══ PROVIDED RECORDS ══

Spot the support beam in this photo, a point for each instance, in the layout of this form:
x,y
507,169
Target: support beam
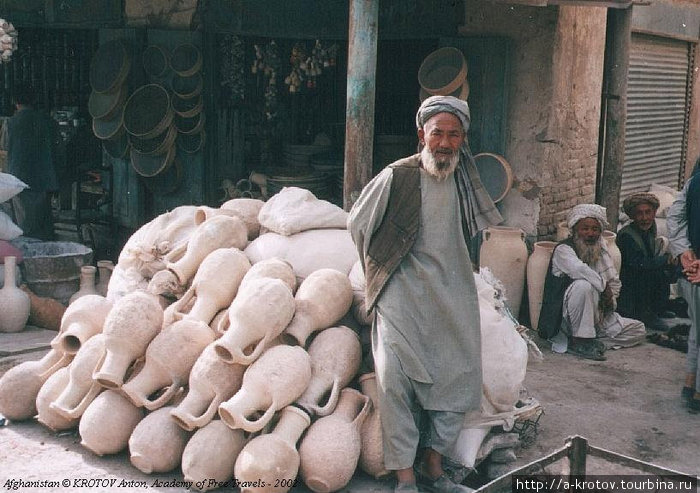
x,y
359,111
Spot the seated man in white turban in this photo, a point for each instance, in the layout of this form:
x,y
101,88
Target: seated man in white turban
x,y
580,292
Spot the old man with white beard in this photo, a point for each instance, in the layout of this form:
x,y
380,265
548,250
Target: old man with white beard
x,y
413,225
581,289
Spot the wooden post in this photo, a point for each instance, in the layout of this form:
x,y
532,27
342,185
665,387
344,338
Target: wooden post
x,y
359,112
617,66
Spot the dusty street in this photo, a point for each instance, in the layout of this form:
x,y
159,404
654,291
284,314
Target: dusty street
x,y
628,404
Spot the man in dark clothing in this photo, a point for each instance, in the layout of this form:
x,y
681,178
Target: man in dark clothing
x,y
646,271
29,139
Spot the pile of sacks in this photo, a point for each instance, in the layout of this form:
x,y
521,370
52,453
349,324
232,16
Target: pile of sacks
x,y
227,345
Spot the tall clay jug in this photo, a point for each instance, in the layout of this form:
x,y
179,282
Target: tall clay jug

═══

YOUR TASK: Revise the items from the line with "Spot the pile" through the final line of the items, replacing "pile of sacks" with "stack of crates" and keeping everything else unchanged. Return only that stretch.

SOLUTION:
Spot the stack of crates in this photo, a point for each instance, in the layout of this form:
x,y
521,370
52,453
349,324
232,16
Target: stack of crates
x,y
227,345
Spot the tall clay jug in this photo, a point for each instance, in the layout of this form:
x,y
179,282
Target: tall clay jug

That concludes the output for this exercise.